#### ABOUT THIS EXERCISE
Each line with the string "street" is to be copied from the records below.

#### DATA RECORDS
=-=-=

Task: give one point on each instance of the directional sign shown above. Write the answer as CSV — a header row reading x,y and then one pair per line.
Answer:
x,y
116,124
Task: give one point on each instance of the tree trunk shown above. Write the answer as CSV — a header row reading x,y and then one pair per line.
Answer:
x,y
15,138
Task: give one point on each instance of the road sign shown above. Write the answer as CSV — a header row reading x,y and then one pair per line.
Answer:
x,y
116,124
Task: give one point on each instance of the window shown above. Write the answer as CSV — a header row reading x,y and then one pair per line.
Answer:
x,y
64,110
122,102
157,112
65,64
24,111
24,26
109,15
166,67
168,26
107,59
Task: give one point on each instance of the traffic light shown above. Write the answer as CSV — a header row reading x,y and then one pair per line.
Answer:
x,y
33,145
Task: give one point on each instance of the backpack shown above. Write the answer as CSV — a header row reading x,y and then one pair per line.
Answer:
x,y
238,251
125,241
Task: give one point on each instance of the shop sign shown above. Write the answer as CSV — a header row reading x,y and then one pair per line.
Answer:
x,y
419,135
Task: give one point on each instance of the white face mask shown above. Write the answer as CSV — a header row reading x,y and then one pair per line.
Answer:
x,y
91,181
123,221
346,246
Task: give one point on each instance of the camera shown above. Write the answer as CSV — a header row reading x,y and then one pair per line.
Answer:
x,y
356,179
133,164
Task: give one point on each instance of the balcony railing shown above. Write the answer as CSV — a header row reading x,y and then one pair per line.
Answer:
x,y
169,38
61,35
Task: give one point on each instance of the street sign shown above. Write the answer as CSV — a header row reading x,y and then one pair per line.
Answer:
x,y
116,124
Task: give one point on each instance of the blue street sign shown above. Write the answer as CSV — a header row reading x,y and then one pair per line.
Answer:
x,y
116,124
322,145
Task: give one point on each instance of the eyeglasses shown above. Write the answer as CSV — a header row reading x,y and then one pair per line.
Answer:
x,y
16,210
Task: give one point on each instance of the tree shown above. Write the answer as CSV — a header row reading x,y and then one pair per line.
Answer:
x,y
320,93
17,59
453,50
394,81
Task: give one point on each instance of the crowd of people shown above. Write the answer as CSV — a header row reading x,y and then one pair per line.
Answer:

=-=-=

#### EXPECTED ANSWER
Task: give one point on each instance of the street sign shown above. Write the answer as CSV — a header row reading x,y and then one pair per line.
Task: give one point on each instance of the blue street sign shown above. Write the answer as CSV — a header row reading x,y and then one pair per line.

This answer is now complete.